PREGUNTAS DE ESTUDIO -
A. Según la cita del párrafo 10 en el texto sobre la Declaración de Santiago, ¿en qué ámbitos deben cumplir los inversionistas la legislación nacional e internacional? Enuméralos todos.
B. Escribe la continuación del texto sobre la Declaración de Santiago después de su último párrafo.

TEXTO -
---
Siguiendo el modelo del “consenso de Washington”, lo usual y previsible sería que los países pobres reclamen más inversiones, a lo que los ricos responderán que las inversiones son decisiones privadas, pero que éstas serán atraídas si se les garantiza reglas de juego favorables, exoneraciones impositivas y garantías contra futuras expropiaciones. En este esquema, los derechos humanos y los privilegios de las empresas son la misma cosa. Así lo resumió Mitt Romney, el candidato derrotado en las elecciones estadounidenses de noviembre pasado: “Amigo, las empresas son gente! (“Corporations are people, my friend”.)

Pero quien esperaba la reiteración de estas viejas certezas cuando el presidente Piñera dio a conocer la Declaración de Santiago no pudo menos que asombrarse con el párrafo 10 del documento, que invierte los términos tradicionales. Después de las loas usuales al libre comercio, los mandatarios dicen que “nos comprometemos a mantener un ambiente de negocios favorable para los inversionistas, sin embargo, reconociendo el derecho de los países de establecer regulaciones con el fin de cumplir sus objetivos de política nacional en conformidad con sus compromisos y obligaciones internacionales”. Y agregan que “también es vital que los inversionistas cumplan con la legislación nacional e internacional, en particular, en relación a impuestos, transparencia, protección del medio ambiente, seguridad social y trabajo”.

Aquí ya no tenemos a Europa dictando una cátedra de educación moral y cívica a sus ex colonias, sino que ahora las democracias del Nuevo Mundo anuncian que si se toman en serio sus “compromisos y obligaciones” de respetar y promover los derechos humanos (que incluyen los derechos económicos, sociales y culturales, junto a las libertades civiles y políticas) deben limitar la voracidad de los inversores.

En Uruguay la defensa del derecho humano a la salud está siendo cuestionada por la tabacalera Philip Morris, que no admite restricciones a la promoción de sus agentes cancerígenos. Ecuador intenta cobrar de la petrolera Chevron reparaciones por la destrucción de la selva y las comunidades indígenas. Bolivia comenzó el año nacionalizando la empresa de electricidad y Argentina ha recuperado su petróleo y su fragata escuela tras un intento de embargo por parte de fondos “buitre” que ni siquiera invirtieron un peso en el país.
---
[Datos de señalamiento de regiones]
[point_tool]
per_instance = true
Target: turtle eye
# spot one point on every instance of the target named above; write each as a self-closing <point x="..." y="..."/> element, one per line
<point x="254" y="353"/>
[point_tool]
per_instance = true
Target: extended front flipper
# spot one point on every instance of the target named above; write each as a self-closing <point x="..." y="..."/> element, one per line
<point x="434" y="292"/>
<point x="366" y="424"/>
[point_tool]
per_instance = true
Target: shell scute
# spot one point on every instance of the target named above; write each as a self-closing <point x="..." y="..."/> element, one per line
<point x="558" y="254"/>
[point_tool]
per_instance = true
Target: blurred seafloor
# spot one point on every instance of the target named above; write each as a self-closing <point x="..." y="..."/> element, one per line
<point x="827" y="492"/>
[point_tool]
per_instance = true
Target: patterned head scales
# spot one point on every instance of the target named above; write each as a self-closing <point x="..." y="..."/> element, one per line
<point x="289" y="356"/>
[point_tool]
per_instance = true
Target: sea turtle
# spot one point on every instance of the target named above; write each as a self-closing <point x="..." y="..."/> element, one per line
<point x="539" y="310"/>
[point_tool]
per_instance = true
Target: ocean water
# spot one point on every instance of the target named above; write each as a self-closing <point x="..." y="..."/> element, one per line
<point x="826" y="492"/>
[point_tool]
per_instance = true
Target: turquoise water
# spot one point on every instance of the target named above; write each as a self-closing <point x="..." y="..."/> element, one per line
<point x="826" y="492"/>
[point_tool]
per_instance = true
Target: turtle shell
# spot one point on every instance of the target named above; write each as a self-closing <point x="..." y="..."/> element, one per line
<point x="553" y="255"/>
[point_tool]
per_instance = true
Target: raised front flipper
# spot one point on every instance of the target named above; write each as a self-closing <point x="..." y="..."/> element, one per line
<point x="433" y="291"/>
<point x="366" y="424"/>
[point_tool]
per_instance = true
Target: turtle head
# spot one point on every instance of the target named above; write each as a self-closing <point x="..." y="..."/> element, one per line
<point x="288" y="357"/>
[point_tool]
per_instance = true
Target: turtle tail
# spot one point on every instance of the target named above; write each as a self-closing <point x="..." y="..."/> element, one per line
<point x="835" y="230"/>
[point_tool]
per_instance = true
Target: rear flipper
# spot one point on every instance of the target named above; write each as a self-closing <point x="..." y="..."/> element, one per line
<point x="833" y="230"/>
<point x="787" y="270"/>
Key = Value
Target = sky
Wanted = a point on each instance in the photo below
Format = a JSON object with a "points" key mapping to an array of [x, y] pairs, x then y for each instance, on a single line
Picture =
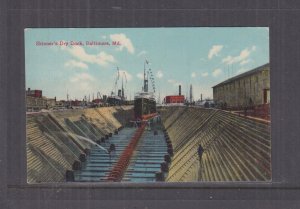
{"points": [[197, 56]]}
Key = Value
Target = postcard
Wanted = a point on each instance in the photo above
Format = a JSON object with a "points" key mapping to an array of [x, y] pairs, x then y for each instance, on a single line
{"points": [[186, 104]]}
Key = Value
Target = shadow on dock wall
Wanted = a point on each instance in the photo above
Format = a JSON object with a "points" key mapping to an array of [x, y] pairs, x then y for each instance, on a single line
{"points": [[53, 147], [235, 148]]}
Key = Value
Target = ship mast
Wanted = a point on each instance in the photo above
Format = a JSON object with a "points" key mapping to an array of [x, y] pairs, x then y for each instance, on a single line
{"points": [[145, 79]]}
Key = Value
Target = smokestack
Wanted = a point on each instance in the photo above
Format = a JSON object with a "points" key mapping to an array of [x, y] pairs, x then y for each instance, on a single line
{"points": [[179, 90]]}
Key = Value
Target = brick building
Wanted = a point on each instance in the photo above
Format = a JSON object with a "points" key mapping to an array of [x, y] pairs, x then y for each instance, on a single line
{"points": [[251, 88]]}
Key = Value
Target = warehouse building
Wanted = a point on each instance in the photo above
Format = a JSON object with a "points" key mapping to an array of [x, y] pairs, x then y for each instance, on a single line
{"points": [[248, 89]]}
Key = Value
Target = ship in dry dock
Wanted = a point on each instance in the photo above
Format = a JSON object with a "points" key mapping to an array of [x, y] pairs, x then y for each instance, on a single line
{"points": [[144, 101]]}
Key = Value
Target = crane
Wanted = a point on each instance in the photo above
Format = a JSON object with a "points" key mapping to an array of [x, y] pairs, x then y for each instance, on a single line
{"points": [[116, 82], [123, 91]]}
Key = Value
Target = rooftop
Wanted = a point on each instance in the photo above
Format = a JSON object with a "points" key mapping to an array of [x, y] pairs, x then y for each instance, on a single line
{"points": [[250, 72]]}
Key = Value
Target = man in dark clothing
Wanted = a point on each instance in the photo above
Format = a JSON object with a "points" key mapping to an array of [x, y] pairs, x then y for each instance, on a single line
{"points": [[200, 152]]}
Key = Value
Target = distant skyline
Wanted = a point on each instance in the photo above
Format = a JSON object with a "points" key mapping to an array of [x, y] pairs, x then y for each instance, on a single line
{"points": [[201, 56]]}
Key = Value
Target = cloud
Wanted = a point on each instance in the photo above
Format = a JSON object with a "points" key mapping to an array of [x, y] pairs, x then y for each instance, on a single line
{"points": [[81, 77], [214, 51], [205, 74], [79, 52], [76, 64], [128, 75], [244, 55], [217, 72], [174, 82], [159, 74], [140, 76], [241, 70], [124, 41], [141, 53]]}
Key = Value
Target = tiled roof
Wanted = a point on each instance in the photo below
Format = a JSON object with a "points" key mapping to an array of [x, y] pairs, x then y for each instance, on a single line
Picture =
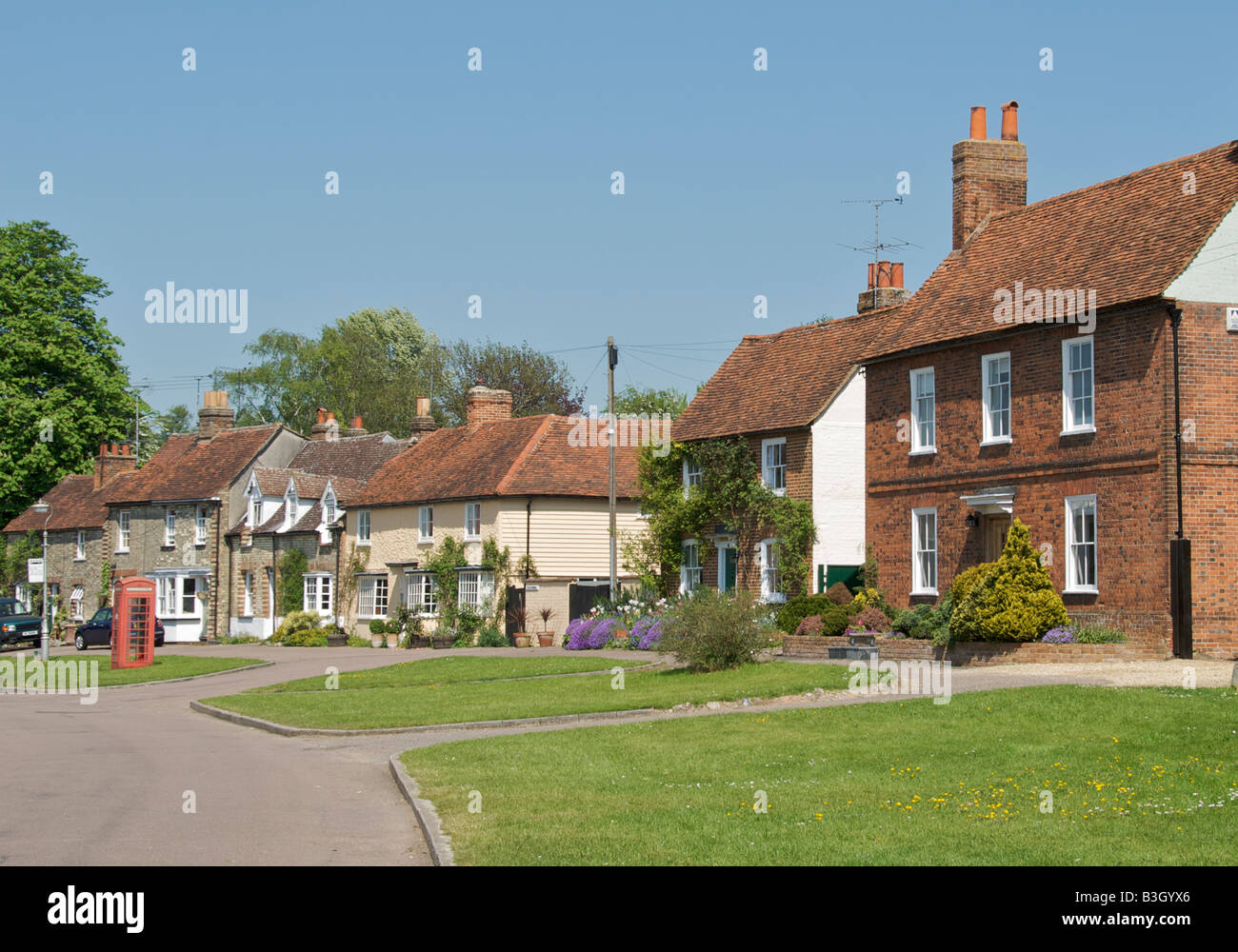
{"points": [[189, 468], [780, 382], [1127, 239], [74, 506], [357, 457], [310, 486], [525, 456]]}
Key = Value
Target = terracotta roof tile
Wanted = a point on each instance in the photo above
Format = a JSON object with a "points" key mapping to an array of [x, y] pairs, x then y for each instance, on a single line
{"points": [[75, 504], [1127, 239], [525, 456], [189, 468], [780, 382]]}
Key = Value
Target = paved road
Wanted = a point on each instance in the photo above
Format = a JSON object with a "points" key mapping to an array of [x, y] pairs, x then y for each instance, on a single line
{"points": [[104, 783]]}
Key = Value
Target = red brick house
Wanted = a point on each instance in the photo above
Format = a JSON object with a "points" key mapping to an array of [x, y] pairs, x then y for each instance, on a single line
{"points": [[1072, 363], [797, 399]]}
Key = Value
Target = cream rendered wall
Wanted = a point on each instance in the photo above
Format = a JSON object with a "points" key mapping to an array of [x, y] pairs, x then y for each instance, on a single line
{"points": [[838, 479], [568, 538]]}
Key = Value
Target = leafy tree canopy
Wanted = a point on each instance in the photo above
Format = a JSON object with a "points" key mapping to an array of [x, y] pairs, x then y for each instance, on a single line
{"points": [[62, 386]]}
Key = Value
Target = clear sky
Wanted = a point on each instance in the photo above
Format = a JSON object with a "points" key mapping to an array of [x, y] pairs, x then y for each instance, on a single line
{"points": [[454, 182]]}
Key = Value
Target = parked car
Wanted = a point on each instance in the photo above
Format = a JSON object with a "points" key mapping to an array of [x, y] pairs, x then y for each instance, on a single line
{"points": [[98, 631], [16, 623]]}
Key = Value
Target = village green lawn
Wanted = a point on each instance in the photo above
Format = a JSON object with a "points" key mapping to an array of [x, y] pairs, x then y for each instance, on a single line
{"points": [[1137, 775], [164, 667], [457, 702], [450, 668]]}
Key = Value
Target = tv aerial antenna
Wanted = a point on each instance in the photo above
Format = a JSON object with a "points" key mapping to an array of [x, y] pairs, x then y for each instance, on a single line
{"points": [[877, 246]]}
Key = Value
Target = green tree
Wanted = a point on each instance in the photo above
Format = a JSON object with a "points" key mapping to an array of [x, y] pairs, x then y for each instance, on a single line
{"points": [[539, 383], [62, 386], [650, 401], [371, 363]]}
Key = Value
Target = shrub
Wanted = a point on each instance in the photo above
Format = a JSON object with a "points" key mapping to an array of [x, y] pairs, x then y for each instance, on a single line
{"points": [[304, 629], [838, 593], [796, 609], [1013, 600], [710, 631], [870, 619], [1098, 635]]}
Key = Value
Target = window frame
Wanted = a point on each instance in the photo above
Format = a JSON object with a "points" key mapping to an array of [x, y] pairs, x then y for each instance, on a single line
{"points": [[1071, 565], [124, 524], [917, 582], [987, 436], [374, 597], [1068, 426], [770, 592], [416, 588], [919, 447], [685, 569], [767, 445], [322, 590]]}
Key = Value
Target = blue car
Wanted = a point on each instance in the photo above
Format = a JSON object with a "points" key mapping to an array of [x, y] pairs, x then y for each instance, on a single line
{"points": [[98, 631]]}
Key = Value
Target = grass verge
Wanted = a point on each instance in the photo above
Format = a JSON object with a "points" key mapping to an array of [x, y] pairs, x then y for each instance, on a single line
{"points": [[453, 702], [1135, 776]]}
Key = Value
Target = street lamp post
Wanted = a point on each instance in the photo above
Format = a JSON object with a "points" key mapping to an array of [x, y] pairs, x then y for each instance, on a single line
{"points": [[44, 506]]}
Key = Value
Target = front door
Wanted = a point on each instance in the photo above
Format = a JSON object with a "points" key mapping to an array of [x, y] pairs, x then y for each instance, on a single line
{"points": [[727, 565], [995, 528]]}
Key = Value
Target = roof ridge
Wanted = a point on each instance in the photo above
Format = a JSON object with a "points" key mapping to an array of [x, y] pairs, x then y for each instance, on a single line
{"points": [[523, 456], [1107, 182]]}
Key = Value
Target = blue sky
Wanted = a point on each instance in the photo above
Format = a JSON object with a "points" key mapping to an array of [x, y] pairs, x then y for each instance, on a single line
{"points": [[498, 182]]}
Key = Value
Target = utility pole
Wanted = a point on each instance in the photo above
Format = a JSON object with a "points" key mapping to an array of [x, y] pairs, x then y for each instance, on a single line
{"points": [[611, 359]]}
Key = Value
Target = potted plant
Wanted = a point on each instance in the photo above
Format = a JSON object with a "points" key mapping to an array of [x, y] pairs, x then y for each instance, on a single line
{"points": [[519, 617], [546, 638]]}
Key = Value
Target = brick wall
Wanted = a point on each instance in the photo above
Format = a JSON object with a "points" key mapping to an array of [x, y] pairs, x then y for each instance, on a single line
{"points": [[1122, 463], [977, 652]]}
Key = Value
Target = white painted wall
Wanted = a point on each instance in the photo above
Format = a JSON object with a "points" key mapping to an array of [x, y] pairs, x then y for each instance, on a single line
{"points": [[838, 479], [1212, 275]]}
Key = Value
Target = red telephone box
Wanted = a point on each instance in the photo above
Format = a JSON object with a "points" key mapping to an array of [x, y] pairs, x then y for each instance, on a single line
{"points": [[132, 623]]}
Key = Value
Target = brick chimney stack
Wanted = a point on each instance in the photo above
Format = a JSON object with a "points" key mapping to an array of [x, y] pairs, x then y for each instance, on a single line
{"points": [[215, 415], [112, 461], [326, 428], [990, 175], [424, 423], [483, 405], [884, 288]]}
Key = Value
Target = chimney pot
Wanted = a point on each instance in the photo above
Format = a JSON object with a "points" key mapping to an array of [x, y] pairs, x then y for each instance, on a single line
{"points": [[1010, 122], [979, 124]]}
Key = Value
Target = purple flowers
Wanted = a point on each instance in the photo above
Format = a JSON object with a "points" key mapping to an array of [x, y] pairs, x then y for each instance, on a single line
{"points": [[585, 634]]}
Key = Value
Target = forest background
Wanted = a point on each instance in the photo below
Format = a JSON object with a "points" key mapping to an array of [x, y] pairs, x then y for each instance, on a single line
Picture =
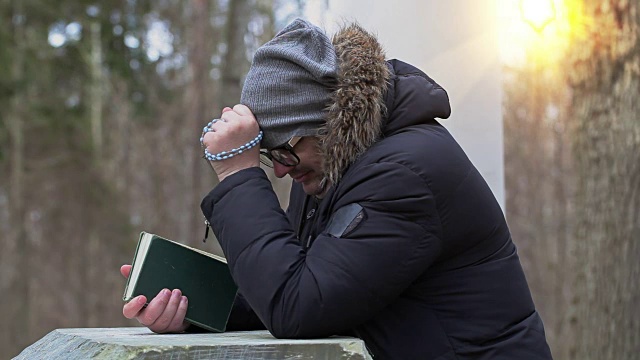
---
RESULTADOS -
A. Impuestos, transparencia, protección del medio ambiente, seguridad social y trabajo.

B.
Pero el consenso no se logra de un solo lado, como lo muestra el caso de las Malvinas, donde la unanimidad latinoamericana no logró una sola mención al tema en el documento, ya que Europa se solidarizó con la posición británica. La sorpresa del consenso de Santiago está en la aceptación europea de este tirón de orejas al sector empresarial, recordándole sus responsabilidades y previniendo que los derechos humanos están por encima de sus pretensiones.

Lo que sucede es que Europa no puede ser complaciente con los fondos buitre, porque mañana éstos pueden torpedear la renegociación de la deuda griega o chipriota o española. En vez de cerrar filas en torno de la defensa de las empresas españolas nacionalizadas, los países del euro quieren comprensión y apoyo para la decisión que tomaron la semana pasada de implantar un impuesto a las transacciones financieras. Incluso el conservador premier británico David Cameron, que no quiere ni oír hablar del euro o la tasa Tobin, ha dicho que “las empresas tienen que despertarse” y pagar impuestos. La opinión pública británica está indignada desde que una investigación parlamentaria demostró que Amazon, Starbucks y Google no pagan impuestos, en momentos en que todo el país sufre por las medidas de austeridad.

La diferencia entre una corporación y una persona es que los humanos tenemos derechos y éstos son inalienables. Las empresas tienen privilegios y éstos son revocables.

Roberto Bissio es Coordinador Internacional de Social Watch.